__What is asked__
Count how many lines in the data below contain the string "black", treating uppercase and lowercase letters as different. Reply with the number only.

------ Provided data

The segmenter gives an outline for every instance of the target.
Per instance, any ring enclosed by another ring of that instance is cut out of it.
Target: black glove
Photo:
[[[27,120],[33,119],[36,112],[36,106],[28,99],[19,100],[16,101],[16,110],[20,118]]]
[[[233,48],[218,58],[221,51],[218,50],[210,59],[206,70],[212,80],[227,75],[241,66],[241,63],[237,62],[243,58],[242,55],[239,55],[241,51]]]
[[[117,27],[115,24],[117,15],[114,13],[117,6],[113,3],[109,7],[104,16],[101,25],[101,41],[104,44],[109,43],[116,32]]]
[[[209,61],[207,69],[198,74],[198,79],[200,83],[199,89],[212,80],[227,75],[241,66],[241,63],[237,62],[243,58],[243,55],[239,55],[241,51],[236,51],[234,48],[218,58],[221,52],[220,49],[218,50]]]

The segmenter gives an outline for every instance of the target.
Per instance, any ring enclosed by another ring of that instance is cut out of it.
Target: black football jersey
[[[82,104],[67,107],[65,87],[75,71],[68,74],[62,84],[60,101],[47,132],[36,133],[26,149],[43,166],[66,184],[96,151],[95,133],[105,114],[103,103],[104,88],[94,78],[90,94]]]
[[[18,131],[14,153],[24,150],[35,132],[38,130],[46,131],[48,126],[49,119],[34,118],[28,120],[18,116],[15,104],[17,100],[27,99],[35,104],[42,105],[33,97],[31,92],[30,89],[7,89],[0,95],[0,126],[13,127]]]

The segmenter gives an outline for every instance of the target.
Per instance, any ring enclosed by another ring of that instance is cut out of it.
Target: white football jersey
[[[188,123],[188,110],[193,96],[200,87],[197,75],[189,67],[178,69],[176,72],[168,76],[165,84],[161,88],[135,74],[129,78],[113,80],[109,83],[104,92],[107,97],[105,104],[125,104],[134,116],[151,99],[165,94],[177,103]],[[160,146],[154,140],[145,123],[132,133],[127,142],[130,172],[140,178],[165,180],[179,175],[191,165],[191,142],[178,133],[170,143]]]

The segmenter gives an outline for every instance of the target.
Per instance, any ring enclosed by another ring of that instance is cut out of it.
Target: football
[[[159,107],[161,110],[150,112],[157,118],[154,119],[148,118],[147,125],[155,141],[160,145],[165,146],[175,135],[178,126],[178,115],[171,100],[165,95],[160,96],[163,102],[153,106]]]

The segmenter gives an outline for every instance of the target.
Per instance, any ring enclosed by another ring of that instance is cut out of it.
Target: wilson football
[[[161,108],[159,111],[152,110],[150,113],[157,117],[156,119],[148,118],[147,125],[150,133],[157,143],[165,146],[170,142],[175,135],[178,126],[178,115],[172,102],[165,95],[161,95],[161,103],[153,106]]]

------------

__Problem solution__
2